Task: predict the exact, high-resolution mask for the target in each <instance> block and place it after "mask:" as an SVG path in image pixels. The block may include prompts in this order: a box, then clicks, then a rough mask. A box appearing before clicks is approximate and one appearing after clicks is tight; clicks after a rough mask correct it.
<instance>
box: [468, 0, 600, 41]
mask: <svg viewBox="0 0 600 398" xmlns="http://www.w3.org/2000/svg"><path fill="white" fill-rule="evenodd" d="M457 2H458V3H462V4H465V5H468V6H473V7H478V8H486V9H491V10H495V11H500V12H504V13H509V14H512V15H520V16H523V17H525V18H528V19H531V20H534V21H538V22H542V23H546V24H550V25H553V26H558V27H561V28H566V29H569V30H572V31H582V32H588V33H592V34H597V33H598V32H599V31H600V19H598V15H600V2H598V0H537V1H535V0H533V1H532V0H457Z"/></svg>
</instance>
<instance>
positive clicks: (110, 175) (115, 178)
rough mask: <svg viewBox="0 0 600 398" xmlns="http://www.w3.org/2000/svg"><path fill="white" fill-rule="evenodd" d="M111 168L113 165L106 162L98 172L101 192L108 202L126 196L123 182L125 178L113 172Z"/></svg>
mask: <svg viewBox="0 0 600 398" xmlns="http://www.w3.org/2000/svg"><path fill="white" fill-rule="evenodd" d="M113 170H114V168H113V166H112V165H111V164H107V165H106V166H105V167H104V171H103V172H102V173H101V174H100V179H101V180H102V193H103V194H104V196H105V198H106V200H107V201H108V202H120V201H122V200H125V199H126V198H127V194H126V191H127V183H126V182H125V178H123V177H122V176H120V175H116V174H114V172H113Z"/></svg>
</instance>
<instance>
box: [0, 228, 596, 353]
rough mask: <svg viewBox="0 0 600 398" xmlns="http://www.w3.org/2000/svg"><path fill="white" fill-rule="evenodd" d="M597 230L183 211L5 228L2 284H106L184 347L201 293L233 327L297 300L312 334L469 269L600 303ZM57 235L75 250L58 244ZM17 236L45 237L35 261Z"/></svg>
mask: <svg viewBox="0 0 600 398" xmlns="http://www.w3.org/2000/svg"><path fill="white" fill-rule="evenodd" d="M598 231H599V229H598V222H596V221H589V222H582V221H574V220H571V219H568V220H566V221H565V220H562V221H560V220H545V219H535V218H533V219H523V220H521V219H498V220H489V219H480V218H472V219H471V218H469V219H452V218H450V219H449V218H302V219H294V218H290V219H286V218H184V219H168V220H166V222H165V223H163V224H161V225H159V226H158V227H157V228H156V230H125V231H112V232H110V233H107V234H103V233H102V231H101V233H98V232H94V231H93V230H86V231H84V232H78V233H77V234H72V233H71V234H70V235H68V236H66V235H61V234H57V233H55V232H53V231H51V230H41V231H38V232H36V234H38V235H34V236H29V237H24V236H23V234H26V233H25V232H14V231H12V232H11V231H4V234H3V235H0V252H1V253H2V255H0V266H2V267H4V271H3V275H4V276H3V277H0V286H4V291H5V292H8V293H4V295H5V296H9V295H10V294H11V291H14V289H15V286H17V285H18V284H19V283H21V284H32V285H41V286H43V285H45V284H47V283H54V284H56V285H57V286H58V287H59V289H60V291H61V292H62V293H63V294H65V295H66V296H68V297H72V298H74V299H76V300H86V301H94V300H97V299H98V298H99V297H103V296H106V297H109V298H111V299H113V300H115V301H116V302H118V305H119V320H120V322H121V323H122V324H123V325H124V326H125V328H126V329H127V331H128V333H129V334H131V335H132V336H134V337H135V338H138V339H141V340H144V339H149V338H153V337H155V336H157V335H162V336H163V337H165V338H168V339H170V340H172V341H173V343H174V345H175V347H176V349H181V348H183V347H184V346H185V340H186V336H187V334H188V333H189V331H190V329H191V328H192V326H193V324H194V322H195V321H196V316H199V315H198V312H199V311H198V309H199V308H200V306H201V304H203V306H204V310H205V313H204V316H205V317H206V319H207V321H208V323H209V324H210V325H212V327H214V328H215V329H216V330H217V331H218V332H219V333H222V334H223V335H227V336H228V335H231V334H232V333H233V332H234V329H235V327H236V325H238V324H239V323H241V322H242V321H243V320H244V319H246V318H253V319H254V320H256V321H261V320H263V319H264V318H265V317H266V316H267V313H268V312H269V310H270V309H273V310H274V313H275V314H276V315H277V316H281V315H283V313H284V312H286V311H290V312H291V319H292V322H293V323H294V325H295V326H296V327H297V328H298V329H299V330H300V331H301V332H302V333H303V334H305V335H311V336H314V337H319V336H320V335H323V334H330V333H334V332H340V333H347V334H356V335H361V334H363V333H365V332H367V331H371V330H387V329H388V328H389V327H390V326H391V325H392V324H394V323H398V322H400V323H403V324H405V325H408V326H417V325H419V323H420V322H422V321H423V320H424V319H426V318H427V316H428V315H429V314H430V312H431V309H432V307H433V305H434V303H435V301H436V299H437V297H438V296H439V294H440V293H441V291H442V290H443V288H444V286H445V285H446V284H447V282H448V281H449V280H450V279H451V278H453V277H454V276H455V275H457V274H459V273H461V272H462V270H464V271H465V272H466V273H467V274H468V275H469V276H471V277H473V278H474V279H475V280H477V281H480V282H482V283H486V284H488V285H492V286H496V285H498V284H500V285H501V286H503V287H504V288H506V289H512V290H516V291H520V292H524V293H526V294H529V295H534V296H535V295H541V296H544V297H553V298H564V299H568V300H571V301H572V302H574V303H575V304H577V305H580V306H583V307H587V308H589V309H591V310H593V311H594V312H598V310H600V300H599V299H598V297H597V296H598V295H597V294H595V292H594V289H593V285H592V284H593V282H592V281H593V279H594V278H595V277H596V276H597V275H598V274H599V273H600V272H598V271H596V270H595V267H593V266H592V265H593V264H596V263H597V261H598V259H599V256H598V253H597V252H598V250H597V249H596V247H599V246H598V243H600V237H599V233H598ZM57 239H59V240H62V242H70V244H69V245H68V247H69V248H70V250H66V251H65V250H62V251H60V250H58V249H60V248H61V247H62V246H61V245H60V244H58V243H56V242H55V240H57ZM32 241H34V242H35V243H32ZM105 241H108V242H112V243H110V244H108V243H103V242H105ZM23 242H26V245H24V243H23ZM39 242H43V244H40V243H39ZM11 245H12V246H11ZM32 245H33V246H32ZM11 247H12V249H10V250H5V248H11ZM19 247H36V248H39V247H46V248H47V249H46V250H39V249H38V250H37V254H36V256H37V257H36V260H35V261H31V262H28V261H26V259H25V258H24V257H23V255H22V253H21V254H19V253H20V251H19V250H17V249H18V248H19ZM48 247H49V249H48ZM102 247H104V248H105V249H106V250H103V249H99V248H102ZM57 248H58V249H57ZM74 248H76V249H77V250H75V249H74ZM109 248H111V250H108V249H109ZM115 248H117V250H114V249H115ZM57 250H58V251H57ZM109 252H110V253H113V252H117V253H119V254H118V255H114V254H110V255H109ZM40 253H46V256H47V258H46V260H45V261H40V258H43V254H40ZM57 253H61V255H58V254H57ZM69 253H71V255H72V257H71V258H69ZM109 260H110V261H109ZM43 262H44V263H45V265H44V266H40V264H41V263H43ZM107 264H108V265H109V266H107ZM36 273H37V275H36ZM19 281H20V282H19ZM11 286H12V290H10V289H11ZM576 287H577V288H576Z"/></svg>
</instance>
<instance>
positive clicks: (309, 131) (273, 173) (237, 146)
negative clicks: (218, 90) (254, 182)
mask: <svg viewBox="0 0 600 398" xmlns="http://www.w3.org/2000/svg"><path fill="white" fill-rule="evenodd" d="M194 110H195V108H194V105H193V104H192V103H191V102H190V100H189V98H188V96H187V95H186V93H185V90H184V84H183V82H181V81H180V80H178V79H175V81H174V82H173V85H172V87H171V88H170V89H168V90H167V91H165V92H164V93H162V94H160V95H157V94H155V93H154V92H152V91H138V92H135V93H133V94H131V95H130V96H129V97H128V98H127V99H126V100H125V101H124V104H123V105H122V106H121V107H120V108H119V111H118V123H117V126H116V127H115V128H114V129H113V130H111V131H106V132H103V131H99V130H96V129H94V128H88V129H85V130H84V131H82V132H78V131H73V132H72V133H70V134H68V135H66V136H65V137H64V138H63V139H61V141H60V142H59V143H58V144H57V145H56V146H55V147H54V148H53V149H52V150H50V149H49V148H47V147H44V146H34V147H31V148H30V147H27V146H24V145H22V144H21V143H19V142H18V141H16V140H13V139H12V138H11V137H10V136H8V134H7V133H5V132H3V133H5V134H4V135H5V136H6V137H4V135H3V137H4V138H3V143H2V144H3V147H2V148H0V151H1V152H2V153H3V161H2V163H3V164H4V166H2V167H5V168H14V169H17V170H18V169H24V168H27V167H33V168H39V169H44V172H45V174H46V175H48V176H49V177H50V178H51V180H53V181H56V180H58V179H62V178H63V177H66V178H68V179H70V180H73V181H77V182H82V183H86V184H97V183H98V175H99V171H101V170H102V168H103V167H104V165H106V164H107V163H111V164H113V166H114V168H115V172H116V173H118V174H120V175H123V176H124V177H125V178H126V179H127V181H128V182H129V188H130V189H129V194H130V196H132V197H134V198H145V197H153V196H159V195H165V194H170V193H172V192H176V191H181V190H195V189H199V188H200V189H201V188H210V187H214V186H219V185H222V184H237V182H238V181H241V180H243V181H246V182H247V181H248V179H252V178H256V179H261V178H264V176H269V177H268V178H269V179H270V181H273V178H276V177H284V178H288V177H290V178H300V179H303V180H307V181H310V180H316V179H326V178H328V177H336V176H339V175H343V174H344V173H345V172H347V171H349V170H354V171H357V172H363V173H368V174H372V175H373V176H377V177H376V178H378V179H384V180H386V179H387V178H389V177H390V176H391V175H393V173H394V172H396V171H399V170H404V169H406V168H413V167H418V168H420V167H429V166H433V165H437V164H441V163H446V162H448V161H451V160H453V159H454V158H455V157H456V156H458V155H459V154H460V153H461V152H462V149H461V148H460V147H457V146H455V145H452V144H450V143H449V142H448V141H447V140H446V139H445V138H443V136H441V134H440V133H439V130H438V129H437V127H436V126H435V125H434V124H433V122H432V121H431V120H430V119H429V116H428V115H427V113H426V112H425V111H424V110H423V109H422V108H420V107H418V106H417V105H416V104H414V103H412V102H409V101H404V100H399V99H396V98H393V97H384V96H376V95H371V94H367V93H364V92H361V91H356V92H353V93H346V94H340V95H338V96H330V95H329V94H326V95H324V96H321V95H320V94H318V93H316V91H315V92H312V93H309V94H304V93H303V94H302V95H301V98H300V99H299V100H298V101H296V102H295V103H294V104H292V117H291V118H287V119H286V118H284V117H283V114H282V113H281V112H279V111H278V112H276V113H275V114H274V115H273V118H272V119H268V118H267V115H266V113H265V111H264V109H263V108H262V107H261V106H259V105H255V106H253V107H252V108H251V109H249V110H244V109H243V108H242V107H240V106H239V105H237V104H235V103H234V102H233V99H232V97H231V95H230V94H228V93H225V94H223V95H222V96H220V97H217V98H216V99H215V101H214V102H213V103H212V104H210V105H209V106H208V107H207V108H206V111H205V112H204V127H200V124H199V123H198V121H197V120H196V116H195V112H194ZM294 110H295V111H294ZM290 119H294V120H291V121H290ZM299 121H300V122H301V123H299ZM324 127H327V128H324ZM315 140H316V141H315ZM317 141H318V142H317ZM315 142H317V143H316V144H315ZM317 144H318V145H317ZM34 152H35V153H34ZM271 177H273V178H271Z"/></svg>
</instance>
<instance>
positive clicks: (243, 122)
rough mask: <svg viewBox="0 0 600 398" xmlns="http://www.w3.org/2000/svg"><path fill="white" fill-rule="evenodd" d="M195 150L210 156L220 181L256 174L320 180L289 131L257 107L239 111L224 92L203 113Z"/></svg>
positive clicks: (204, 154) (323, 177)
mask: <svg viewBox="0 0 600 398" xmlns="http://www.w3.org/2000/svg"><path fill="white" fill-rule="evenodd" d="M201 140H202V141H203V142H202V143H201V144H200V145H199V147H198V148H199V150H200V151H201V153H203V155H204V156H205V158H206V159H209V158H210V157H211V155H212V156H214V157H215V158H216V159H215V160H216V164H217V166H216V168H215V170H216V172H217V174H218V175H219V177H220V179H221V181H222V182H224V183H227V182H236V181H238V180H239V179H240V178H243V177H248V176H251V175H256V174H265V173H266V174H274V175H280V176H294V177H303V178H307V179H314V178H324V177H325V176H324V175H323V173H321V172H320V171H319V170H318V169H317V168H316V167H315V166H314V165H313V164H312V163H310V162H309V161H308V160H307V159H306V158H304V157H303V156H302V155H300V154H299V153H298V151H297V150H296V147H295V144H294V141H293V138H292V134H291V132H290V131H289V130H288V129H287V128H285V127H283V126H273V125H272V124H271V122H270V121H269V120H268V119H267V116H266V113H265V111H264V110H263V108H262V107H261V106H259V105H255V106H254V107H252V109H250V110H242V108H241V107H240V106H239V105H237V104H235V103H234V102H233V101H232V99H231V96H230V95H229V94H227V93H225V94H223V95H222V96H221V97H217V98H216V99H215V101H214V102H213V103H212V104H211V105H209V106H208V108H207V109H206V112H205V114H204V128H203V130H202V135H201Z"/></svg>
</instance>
○ ○ ○ ○ ○
Your instructions: Your answer must be the data above, copied exactly from its first line through the line containing "box: [0, 228, 596, 353]", and nothing more.

Response to the task:
Task: predict the exact, high-resolution mask for the target in each <instance> block and place it after "mask:" as an SVG path in image pixels. The block may include prompts in this order: a box, then clicks, then a rough mask. A box appearing before clicks is approximate and one appearing after clicks is tight; clicks after a rough mask correct it.
<instance>
box: [468, 0, 600, 41]
mask: <svg viewBox="0 0 600 398" xmlns="http://www.w3.org/2000/svg"><path fill="white" fill-rule="evenodd" d="M457 2H458V3H462V4H465V5H468V6H473V7H478V8H486V9H491V10H495V11H500V12H504V13H509V14H512V15H520V16H523V17H525V18H528V19H531V20H534V21H538V22H542V23H546V24H550V25H553V26H558V27H561V28H566V29H569V30H572V31H582V32H588V33H592V34H597V33H598V32H599V31H600V19H598V15H600V2H598V0H537V1H535V0H533V1H532V0H457Z"/></svg>
</instance>
<instance>
positive clicks: (110, 175) (115, 178)
rough mask: <svg viewBox="0 0 600 398" xmlns="http://www.w3.org/2000/svg"><path fill="white" fill-rule="evenodd" d="M111 168L113 165L106 162L98 172L101 192L108 202L126 196L123 182L125 178L113 172Z"/></svg>
mask: <svg viewBox="0 0 600 398" xmlns="http://www.w3.org/2000/svg"><path fill="white" fill-rule="evenodd" d="M113 170H114V168H113V166H112V165H111V164H107V165H106V166H105V167H104V171H103V172H102V173H101V174H100V179H101V180H102V193H103V194H104V196H105V198H106V200H107V201H108V202H120V201H122V200H125V199H126V198H127V194H126V191H127V183H126V182H125V178H123V177H122V176H120V175H116V174H114V172H113Z"/></svg>
</instance>
<instance>
box: [0, 228, 596, 353]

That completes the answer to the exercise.